- RECORDS FOR THE TASK:
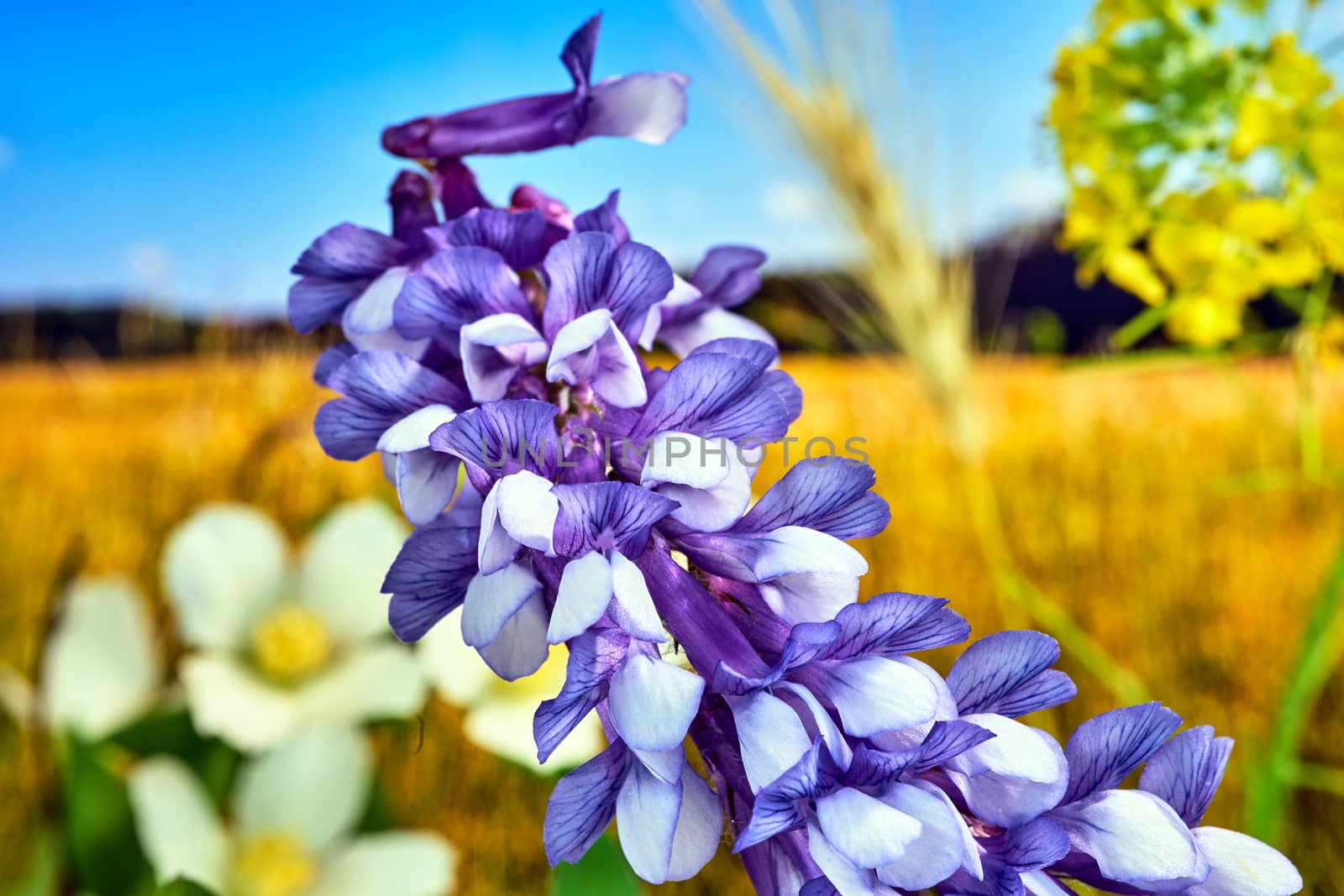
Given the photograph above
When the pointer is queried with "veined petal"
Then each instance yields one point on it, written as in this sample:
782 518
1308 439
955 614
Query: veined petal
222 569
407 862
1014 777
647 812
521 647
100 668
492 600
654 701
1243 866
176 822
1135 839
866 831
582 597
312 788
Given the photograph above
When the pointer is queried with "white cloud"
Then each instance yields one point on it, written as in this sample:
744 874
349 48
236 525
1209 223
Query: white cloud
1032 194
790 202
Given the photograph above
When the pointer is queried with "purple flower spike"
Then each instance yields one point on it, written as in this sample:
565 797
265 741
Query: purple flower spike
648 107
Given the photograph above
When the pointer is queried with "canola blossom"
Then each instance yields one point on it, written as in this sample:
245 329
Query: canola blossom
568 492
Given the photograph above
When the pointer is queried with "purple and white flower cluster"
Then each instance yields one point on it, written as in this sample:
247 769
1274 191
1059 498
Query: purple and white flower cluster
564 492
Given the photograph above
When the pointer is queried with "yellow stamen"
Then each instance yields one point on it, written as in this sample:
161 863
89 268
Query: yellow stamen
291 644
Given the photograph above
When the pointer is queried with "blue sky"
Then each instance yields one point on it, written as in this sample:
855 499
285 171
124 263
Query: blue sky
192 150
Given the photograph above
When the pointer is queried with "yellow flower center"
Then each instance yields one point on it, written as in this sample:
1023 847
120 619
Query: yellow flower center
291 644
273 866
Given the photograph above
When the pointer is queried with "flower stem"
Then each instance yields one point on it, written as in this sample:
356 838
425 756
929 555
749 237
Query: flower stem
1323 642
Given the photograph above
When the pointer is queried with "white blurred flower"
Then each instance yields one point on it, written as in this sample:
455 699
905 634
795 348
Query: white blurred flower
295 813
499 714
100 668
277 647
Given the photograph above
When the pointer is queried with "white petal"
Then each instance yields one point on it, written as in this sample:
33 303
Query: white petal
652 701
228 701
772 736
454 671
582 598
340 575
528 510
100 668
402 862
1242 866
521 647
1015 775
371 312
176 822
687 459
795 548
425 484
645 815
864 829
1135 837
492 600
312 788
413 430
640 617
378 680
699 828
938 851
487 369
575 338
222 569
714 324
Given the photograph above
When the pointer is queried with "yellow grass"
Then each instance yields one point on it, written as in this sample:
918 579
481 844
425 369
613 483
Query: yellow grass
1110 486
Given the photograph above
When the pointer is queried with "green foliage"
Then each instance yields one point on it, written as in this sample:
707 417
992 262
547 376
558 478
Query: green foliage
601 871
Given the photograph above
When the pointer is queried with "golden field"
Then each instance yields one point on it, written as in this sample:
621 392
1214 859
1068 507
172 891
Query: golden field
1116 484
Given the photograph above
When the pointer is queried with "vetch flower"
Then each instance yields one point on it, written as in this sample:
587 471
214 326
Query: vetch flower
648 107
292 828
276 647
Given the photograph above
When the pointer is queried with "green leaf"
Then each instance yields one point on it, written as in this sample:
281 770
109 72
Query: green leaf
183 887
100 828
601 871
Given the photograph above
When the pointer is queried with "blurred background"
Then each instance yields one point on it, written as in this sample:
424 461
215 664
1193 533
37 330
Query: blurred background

- REQUIREMENT:
Transcribe every line in the entries above, taking out only the images.

- RESULT OF THIS EXERCISE:
Given the photograph above
When the pointer is queried with "veined petal"
Then each instance yields one point on it, written as in this sample:
782 518
1308 439
955 614
Query: veined petal
222 569
407 862
1014 777
647 812
521 647
100 668
492 600
654 701
1243 866
176 822
1135 839
866 831
582 597
312 788
Given the photograph above
When the pointer is queried with "white cloud"
Then each instance yields one point on it, written as in this sample:
744 874
349 48
236 525
1209 223
Query: white cloud
1032 194
790 202
Given the photograph above
When the pointer is queried with "purple flower spike"
Then each instance yields one point on it, written as in this sample:
565 797
265 741
Query: purple flower spike
648 107
Given the photograph above
When the pointer is queried with "canola blossom"
Then each instance yields one point on it, written as in this sample:
245 329
Query: canola blossom
568 492
Given the photograph above
When the pointer is queried with "purple and white flower cluster"
Then each instance yields one point on it, written as in this sample:
247 769
1274 191
1059 498
Query: purple and white flower cluster
564 492
Given the photograph above
When the pointer is queried with "yellow stamen"
Then each instance yields one point on it, written as in this sample:
161 863
89 268
Query: yellow stamen
291 644
Given the photograph above
When the pointer is queried with "blue sky"
Then each instance yields one point on it, written as in this sample:
855 499
285 171
124 263
Query: blue sky
192 150
Given the photograph above
When the pointer is queried with "yellow flower center"
Then each instance yields one point on it, written as in this sample:
1023 847
120 619
Query: yellow flower center
291 644
273 866
Given the photograph above
When the pointer is queried with "flower stem"
Then each instance yields one point on it, written as in this sample:
356 838
425 756
929 555
749 237
Query: flower stem
1323 642
Given the photograph above
When the pointer is queried with "white blurred flower"
Then each instance yields one point on it, written as in this sample:
455 699
905 634
795 348
Query: white blurred flower
295 813
499 714
100 668
277 647
Given the photograph above
When the pointer is queried with "white petal"
Then each instance yields one point on it, written as in this sample:
33 303
Query: white petal
652 701
228 701
772 736
454 671
582 598
340 575
528 510
100 668
402 862
1242 866
521 647
1015 775
371 312
176 822
687 459
795 548
425 484
645 815
864 829
1135 837
492 600
312 788
413 430
640 617
378 680
699 828
938 851
487 369
575 338
222 569
714 324
Given the photograph above
When the pointer is queried with "yellow grass"
Then each instance yields one point on it, written as in this sample:
918 579
481 844
425 369
613 483
Query: yellow grass
1110 486
Given the photograph above
When the pointer is queried with "green foliage"
Then each instance yields one point on it, written as in this sample:
707 417
992 262
547 376
558 478
Query: green foliage
601 871
Given the photograph above
When the pointer is queried with "golden field"
Then each instance yields one point on it, written as in this sample:
621 392
1214 859
1068 507
172 891
Query: golden field
1116 484
Given the photograph above
When the pointer is queried with "vetch flower"
Then each instance yields one point on it, written as in this sample:
587 471
214 326
Query: vetch flower
648 107
292 828
276 647
Given the photograph above
When the pointer is queried with "green leaf"
Then each instance yields one point on it, written as in this sample:
281 770
109 72
Query: green leaf
183 887
100 828
601 871
Given the photograph above
When the pointer is queried with "blurred background"
Then each instance yields one point on it, written as in this sample:
424 461
215 664
1193 533
37 330
Query: blurred background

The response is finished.